## [What to produce]
Copy out every line below that contains the word "white".

## [Given information]

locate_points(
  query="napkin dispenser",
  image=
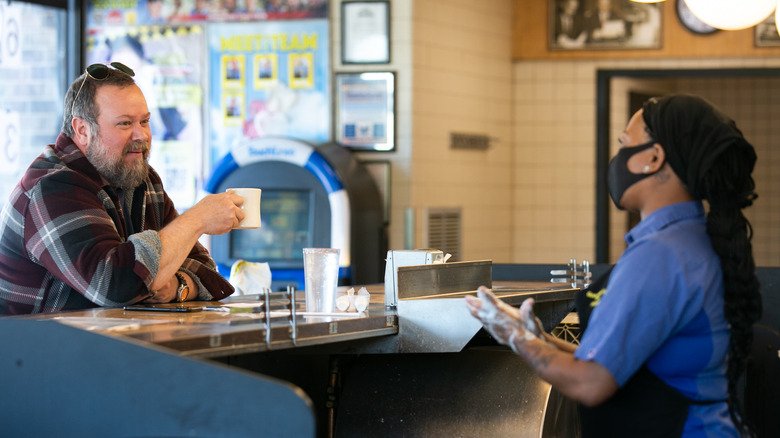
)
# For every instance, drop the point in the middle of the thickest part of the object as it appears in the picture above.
(398, 258)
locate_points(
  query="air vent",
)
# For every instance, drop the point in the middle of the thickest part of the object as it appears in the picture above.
(442, 226)
(469, 141)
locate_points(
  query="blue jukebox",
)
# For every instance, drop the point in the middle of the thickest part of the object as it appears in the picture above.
(311, 197)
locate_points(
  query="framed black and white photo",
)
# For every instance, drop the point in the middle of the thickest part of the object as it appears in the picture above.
(604, 24)
(365, 32)
(365, 110)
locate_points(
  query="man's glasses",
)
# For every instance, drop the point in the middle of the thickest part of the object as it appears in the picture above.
(99, 72)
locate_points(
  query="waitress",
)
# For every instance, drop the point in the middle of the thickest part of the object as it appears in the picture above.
(667, 333)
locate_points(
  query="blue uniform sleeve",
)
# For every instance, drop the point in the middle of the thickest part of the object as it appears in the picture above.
(647, 300)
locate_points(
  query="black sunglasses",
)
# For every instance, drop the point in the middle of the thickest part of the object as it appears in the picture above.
(99, 72)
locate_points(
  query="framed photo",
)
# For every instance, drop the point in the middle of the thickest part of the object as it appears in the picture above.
(766, 33)
(365, 32)
(365, 110)
(604, 24)
(380, 172)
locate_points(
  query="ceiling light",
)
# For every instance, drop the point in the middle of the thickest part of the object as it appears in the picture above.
(731, 14)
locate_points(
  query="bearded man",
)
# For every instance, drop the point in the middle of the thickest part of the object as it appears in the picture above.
(90, 225)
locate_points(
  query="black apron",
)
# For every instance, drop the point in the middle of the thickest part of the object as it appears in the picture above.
(644, 407)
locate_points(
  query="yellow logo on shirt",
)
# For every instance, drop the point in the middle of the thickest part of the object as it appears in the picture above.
(595, 297)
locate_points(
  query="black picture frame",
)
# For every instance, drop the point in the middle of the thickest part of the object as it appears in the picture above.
(365, 110)
(365, 32)
(627, 25)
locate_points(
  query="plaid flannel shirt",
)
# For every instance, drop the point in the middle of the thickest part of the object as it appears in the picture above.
(64, 243)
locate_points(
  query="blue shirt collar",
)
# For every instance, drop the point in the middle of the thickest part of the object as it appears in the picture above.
(664, 217)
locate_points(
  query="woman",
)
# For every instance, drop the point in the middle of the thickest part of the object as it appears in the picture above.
(665, 341)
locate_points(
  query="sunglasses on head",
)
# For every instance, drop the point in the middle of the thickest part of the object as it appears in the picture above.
(99, 72)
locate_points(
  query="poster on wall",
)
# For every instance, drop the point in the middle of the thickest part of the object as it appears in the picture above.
(160, 12)
(365, 110)
(167, 61)
(268, 79)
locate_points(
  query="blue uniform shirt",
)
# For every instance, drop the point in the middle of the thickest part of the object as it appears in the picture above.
(663, 306)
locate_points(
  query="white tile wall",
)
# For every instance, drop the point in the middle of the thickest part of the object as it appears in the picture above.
(541, 238)
(530, 198)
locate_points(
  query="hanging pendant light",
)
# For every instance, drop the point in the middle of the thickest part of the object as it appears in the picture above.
(731, 14)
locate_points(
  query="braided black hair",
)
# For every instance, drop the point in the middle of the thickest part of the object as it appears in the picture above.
(709, 153)
(728, 188)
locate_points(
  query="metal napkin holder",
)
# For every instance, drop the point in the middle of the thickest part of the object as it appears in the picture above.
(578, 275)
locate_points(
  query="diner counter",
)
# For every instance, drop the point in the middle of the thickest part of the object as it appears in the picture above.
(240, 325)
(237, 369)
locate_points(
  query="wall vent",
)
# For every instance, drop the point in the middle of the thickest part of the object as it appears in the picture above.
(442, 230)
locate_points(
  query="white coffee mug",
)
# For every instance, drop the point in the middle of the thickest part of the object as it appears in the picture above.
(251, 207)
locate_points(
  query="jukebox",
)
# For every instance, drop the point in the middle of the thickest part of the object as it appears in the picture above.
(312, 196)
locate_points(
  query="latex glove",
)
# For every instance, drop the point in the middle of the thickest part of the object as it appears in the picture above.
(508, 325)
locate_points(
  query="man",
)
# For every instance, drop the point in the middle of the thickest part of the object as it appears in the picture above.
(90, 225)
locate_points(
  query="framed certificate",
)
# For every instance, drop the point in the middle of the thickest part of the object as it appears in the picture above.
(365, 110)
(365, 32)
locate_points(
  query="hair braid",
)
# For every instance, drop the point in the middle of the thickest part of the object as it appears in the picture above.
(729, 187)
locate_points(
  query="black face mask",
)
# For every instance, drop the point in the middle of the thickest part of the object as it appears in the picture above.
(619, 178)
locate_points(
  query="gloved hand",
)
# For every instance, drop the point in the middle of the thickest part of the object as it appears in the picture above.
(508, 325)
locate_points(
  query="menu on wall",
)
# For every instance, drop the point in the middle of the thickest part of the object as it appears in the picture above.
(266, 68)
(268, 79)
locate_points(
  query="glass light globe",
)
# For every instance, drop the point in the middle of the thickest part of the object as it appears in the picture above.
(731, 14)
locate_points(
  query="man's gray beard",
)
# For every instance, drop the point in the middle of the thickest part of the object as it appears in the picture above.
(126, 177)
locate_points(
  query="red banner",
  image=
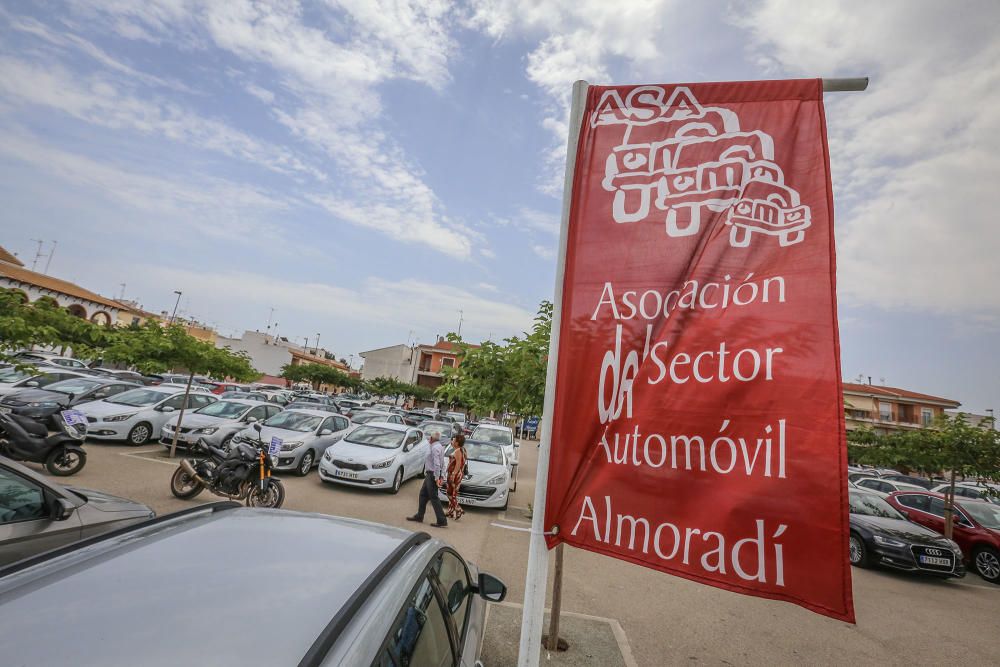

## [Output]
  query="framed black and white photo",
  query="white tile wall",
  query="white coffee mug",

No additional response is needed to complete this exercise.